>> Start Input rows

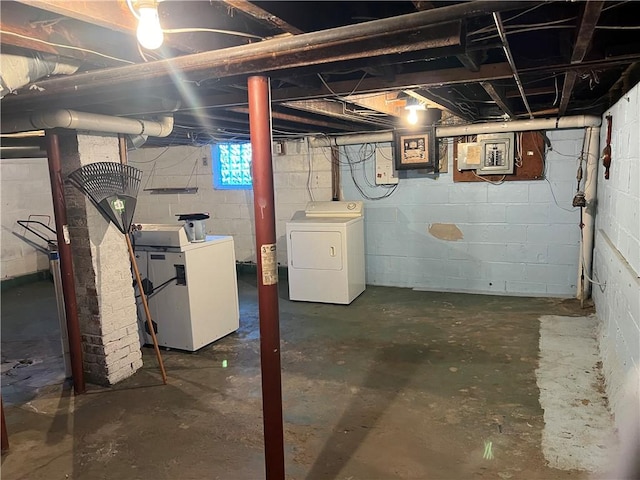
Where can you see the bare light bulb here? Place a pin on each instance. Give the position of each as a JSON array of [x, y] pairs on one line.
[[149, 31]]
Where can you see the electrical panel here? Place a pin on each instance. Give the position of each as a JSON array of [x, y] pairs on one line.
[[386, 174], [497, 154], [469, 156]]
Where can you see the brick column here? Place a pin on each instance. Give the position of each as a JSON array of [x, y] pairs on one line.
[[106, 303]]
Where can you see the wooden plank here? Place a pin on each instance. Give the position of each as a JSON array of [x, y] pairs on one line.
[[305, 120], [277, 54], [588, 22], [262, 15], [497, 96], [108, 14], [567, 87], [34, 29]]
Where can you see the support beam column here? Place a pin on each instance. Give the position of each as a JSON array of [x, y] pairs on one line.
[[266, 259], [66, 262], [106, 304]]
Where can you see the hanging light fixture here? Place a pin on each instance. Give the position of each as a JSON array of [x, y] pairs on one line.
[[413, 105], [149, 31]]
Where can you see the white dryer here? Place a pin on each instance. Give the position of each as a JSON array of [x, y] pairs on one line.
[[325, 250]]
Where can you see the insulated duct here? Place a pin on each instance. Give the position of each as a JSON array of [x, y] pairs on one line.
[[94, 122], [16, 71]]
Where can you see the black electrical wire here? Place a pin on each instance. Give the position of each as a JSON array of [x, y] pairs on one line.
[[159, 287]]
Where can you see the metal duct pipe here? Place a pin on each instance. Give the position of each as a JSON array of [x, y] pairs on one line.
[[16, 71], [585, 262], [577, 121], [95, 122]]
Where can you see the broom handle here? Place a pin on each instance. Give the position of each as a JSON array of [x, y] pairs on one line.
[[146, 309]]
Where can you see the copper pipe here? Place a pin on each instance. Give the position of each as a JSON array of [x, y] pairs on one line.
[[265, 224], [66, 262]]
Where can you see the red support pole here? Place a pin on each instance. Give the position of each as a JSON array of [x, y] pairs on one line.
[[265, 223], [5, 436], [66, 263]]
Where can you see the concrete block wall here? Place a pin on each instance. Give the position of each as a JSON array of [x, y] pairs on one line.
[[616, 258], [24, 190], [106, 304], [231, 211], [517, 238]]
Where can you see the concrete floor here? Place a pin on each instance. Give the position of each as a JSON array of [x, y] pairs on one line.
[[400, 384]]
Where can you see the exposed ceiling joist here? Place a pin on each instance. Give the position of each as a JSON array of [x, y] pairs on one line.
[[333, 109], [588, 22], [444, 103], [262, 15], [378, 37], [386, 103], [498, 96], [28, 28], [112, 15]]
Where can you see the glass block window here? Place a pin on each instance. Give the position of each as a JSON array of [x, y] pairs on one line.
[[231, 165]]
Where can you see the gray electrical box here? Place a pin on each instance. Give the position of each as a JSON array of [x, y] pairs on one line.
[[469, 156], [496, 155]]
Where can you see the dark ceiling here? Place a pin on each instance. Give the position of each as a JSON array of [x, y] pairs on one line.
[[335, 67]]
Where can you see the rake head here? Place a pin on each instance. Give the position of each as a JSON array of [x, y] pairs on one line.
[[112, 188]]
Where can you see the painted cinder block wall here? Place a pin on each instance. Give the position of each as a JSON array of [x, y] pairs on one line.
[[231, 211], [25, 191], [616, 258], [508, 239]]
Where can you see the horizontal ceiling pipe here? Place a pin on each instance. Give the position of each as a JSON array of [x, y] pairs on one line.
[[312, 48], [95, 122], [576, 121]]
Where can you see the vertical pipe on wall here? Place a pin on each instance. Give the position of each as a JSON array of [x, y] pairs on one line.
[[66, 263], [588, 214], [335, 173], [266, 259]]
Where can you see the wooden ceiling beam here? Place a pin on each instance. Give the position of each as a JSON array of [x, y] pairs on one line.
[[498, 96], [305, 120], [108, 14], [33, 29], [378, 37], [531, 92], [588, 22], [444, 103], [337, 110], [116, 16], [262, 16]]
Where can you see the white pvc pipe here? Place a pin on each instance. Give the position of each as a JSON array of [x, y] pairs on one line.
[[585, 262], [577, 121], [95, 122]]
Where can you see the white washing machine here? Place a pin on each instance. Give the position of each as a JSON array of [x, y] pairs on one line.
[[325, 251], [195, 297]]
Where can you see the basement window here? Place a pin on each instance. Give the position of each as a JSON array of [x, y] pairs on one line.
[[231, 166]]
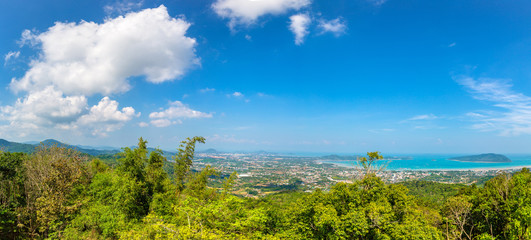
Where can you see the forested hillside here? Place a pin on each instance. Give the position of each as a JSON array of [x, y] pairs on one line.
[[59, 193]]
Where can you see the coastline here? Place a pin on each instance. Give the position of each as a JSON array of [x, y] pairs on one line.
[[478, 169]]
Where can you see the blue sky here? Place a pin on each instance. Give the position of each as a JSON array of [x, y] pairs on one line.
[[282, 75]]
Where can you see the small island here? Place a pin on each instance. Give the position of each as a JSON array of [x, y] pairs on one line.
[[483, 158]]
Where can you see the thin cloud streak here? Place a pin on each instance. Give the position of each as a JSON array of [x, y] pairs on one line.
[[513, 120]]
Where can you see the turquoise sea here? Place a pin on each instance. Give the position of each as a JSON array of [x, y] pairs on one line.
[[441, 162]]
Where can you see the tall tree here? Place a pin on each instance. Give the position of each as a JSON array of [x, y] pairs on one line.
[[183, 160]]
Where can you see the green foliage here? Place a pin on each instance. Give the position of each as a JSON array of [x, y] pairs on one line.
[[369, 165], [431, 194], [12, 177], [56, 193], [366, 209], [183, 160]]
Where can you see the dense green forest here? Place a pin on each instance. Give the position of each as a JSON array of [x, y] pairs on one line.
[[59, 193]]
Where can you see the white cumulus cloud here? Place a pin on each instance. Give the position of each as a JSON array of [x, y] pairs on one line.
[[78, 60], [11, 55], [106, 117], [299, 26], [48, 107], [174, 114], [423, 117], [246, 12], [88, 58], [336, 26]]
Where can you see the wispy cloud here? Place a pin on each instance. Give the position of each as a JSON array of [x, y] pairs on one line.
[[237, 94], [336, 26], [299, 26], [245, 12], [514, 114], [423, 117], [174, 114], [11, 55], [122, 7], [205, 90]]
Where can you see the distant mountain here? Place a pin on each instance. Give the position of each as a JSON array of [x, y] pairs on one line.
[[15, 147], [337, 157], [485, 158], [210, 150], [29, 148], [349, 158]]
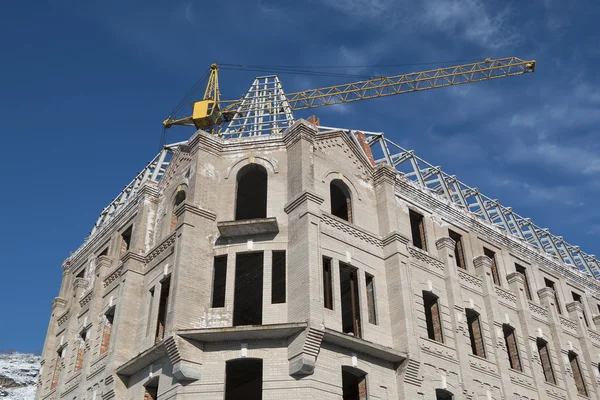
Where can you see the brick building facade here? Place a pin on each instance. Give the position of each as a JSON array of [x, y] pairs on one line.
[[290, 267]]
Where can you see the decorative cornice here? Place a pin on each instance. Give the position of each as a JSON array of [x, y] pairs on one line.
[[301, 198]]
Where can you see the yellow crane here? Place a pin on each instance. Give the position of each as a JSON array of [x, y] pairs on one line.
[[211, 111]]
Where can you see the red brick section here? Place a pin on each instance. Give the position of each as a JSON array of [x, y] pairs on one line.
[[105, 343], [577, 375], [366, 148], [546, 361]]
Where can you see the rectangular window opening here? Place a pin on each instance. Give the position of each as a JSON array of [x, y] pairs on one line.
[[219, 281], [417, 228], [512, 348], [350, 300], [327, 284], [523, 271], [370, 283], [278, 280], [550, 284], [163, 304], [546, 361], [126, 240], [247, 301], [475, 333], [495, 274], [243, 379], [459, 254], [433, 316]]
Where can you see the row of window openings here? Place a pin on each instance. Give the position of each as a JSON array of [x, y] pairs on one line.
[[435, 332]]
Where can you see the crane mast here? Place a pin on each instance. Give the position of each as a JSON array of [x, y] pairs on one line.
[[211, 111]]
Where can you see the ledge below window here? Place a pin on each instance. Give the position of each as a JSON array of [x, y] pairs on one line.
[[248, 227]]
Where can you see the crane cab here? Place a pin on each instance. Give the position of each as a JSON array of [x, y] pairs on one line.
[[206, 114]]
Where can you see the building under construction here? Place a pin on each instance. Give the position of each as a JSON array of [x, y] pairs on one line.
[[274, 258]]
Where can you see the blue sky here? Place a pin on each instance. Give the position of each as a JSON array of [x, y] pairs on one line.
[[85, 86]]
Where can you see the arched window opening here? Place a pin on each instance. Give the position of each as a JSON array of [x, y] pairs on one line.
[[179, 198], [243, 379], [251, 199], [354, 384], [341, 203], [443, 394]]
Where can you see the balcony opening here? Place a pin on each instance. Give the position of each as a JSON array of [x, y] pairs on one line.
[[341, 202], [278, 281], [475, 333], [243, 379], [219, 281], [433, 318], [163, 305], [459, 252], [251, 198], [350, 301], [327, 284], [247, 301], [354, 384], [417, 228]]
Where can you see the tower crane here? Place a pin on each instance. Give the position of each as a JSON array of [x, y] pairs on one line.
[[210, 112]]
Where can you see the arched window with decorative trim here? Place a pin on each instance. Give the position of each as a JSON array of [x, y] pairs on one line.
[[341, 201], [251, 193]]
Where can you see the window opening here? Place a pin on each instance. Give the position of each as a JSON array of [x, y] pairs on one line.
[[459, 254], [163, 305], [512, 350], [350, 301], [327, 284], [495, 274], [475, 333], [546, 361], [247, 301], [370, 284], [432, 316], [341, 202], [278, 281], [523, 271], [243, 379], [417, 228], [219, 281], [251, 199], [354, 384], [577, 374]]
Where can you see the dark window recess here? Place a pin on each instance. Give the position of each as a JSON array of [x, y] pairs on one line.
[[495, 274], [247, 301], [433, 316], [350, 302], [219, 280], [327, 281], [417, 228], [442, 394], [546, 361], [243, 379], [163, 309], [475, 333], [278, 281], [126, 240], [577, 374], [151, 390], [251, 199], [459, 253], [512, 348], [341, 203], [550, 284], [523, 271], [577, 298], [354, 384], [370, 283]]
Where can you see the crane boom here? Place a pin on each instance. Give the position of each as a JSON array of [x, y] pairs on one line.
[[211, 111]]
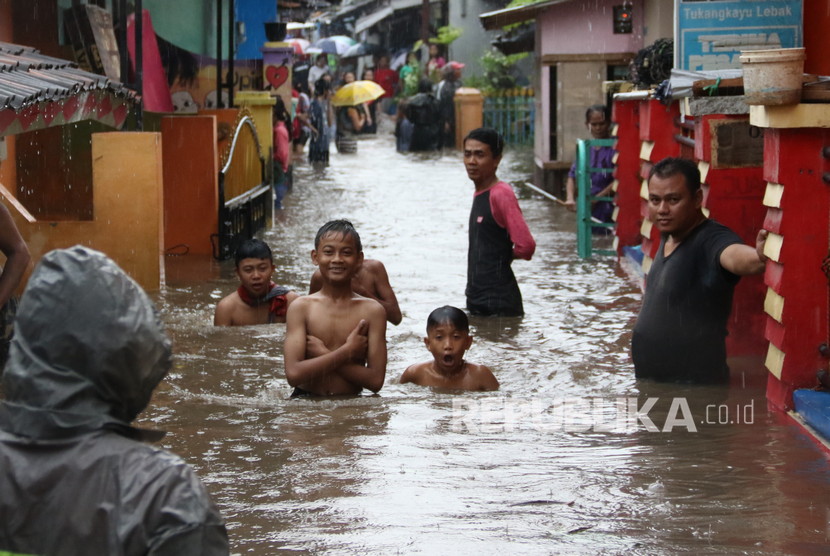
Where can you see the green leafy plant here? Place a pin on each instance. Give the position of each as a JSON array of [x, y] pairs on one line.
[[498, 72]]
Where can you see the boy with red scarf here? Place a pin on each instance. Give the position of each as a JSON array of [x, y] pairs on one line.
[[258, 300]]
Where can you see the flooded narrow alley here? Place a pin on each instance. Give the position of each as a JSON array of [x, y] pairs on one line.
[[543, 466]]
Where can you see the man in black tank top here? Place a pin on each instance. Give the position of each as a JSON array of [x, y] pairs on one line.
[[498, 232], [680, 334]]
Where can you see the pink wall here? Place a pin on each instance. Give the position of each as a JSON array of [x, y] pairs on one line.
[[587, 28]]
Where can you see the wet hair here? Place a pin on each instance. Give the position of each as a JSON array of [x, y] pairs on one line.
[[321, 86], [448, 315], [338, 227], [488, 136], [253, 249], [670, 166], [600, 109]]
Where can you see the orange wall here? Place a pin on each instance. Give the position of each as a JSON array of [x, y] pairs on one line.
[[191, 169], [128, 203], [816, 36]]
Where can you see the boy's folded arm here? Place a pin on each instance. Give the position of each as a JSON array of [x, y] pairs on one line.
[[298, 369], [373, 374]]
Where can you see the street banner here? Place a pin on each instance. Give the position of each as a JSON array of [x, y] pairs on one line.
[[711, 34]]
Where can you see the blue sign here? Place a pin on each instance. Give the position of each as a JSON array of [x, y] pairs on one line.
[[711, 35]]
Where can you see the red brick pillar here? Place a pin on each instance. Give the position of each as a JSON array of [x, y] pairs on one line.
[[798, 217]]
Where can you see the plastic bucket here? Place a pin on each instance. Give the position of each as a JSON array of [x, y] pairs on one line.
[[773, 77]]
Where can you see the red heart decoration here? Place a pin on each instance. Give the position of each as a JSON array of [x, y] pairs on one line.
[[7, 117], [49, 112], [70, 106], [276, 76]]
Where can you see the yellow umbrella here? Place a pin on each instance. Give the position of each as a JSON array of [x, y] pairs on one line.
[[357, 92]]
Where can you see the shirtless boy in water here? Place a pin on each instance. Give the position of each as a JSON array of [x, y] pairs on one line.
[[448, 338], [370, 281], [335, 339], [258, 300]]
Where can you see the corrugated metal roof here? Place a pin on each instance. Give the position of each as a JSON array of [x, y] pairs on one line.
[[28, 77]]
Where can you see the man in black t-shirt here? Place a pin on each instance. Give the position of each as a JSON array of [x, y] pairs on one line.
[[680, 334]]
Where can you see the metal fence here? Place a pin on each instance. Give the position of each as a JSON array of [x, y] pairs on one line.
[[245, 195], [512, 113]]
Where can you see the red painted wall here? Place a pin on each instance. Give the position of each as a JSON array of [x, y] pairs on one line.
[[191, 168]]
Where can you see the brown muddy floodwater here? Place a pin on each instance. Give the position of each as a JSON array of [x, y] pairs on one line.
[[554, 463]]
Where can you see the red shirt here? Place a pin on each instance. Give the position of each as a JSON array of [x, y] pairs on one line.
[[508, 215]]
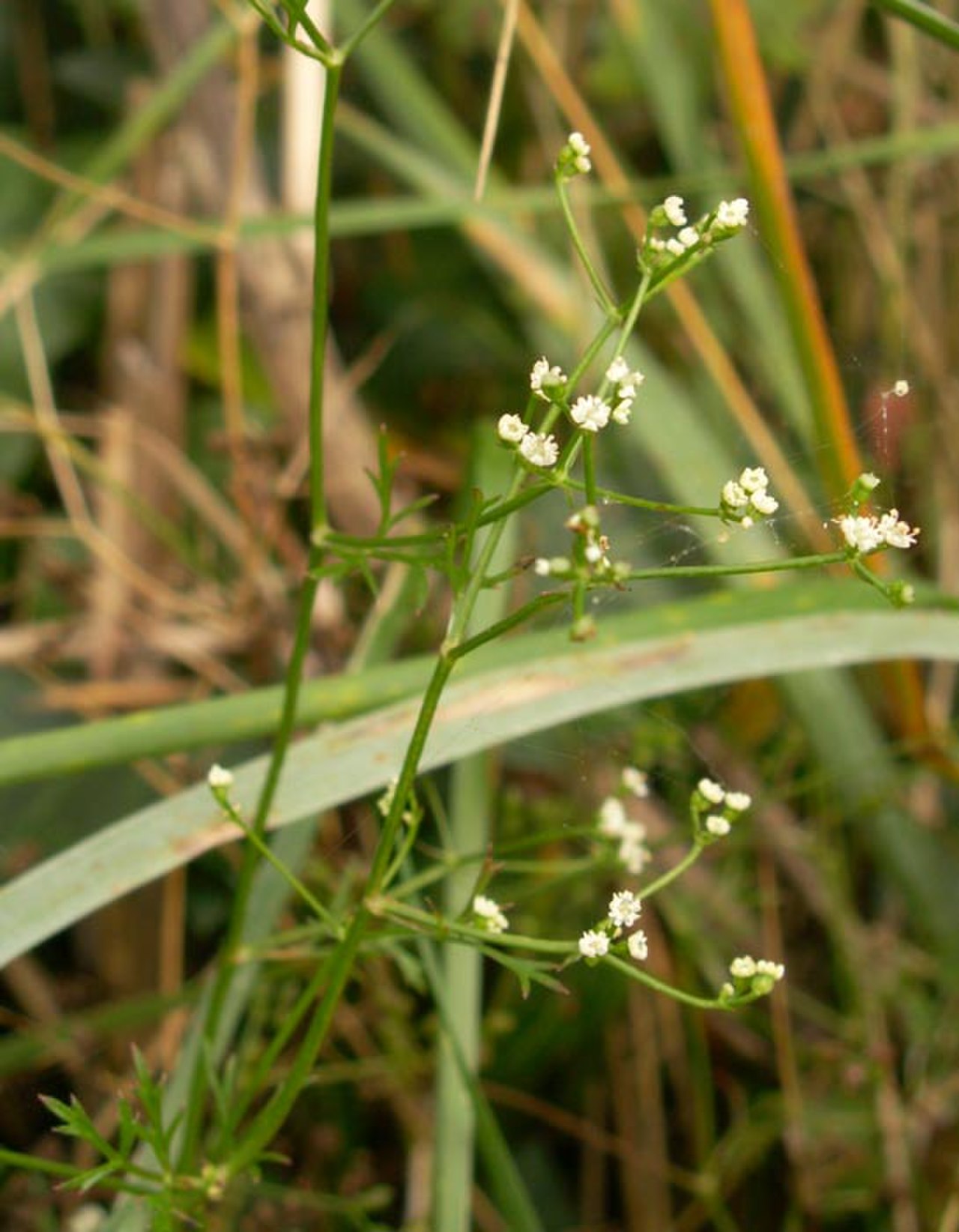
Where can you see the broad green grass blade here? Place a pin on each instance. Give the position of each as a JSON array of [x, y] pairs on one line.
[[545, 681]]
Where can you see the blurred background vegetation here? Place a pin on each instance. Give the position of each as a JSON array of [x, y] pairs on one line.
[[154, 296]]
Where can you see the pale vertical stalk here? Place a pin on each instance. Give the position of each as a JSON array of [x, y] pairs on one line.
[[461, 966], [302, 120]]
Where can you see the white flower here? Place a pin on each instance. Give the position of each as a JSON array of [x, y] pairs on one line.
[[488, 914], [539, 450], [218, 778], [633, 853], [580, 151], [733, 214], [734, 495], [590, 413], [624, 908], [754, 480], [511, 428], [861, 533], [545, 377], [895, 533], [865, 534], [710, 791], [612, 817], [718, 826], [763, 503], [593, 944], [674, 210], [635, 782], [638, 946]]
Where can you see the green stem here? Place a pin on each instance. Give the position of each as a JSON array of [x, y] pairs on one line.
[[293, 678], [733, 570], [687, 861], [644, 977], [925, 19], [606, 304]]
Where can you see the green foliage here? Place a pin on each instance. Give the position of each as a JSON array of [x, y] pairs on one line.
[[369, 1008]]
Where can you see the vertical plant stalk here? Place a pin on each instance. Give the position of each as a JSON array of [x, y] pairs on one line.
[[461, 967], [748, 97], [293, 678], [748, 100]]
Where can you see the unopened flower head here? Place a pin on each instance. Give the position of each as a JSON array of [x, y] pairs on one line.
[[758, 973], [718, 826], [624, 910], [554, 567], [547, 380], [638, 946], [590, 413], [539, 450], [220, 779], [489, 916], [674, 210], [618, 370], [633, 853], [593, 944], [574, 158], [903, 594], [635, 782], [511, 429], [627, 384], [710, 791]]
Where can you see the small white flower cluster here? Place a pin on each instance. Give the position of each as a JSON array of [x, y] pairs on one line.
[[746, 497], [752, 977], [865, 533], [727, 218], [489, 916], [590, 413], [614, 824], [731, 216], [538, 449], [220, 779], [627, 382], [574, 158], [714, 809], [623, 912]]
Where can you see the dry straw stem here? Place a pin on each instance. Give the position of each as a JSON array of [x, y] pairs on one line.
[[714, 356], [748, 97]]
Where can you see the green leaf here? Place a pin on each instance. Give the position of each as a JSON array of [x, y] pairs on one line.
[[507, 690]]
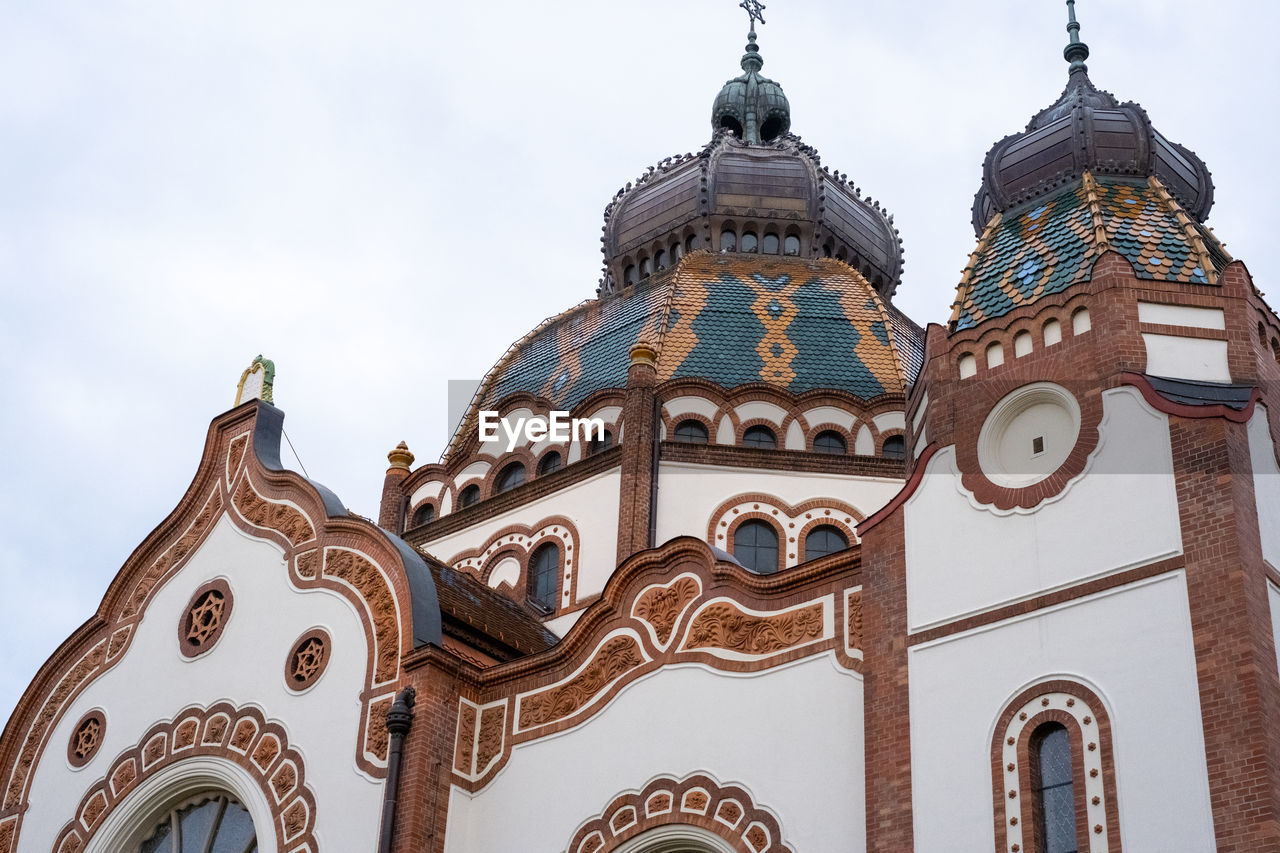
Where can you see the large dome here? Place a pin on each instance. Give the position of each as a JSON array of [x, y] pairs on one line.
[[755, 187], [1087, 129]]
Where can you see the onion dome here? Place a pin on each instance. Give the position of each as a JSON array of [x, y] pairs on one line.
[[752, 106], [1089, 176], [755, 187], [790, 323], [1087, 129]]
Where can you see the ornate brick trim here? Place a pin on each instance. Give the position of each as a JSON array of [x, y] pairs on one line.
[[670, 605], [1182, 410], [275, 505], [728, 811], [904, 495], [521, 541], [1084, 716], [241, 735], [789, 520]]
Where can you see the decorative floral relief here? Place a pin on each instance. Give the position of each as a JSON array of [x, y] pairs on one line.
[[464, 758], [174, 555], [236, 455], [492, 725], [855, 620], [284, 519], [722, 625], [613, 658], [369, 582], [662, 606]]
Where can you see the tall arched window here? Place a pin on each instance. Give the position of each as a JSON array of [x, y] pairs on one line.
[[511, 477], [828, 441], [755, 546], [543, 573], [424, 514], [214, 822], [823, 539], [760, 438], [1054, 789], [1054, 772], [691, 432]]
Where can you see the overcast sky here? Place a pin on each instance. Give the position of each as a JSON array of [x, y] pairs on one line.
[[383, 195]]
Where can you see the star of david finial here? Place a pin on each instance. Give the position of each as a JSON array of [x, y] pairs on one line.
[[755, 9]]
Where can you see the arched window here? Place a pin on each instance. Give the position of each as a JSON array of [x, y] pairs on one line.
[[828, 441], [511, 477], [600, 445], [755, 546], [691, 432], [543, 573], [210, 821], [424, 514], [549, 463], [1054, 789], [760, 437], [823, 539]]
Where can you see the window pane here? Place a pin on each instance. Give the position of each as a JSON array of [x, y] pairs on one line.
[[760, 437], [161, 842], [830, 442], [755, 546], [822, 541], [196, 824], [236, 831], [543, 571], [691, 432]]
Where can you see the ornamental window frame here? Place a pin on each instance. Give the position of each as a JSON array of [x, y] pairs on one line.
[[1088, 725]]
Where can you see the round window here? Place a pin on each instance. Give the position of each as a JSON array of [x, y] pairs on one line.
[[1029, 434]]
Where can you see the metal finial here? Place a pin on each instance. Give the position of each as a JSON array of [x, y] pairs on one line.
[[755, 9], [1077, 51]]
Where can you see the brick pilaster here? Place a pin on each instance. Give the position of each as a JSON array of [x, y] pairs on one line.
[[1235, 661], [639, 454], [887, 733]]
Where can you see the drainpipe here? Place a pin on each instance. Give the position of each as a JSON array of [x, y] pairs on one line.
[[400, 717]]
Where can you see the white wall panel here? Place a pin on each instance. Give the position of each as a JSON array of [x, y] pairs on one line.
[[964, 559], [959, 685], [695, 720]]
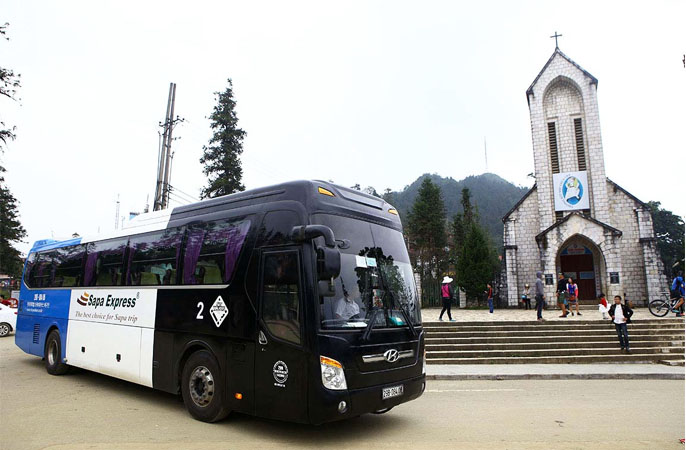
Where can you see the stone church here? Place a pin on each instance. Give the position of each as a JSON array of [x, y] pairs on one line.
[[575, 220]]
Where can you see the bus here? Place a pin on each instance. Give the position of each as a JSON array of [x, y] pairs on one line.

>> End Input rows

● Task goal:
Reproduce the stretch of the items from the line containing "Where can you see the drainpipe" through the end of the items, word for word. Omit the pictures.

● Result of the exercise:
Where can you see the drainpipe here? Place a pin on each instance. Give the position of each as a JSON array of [x, y] pairs on one line.
[[400, 717]]
Where can you see the white wall panel here? Place a pin on each instance. Give the position of each as a JSON array of [x, y] pairs on one line.
[[964, 559], [959, 685], [695, 720]]
Where can you see the stone church here? Place a pin on each instance. Give the position of each as a JSON array of [x, y] pairs on one line.
[[575, 220]]
Where can you see the bus here? Place a pin on each instance. Give the position of each as a JSON array of [x, y] pairs on one line.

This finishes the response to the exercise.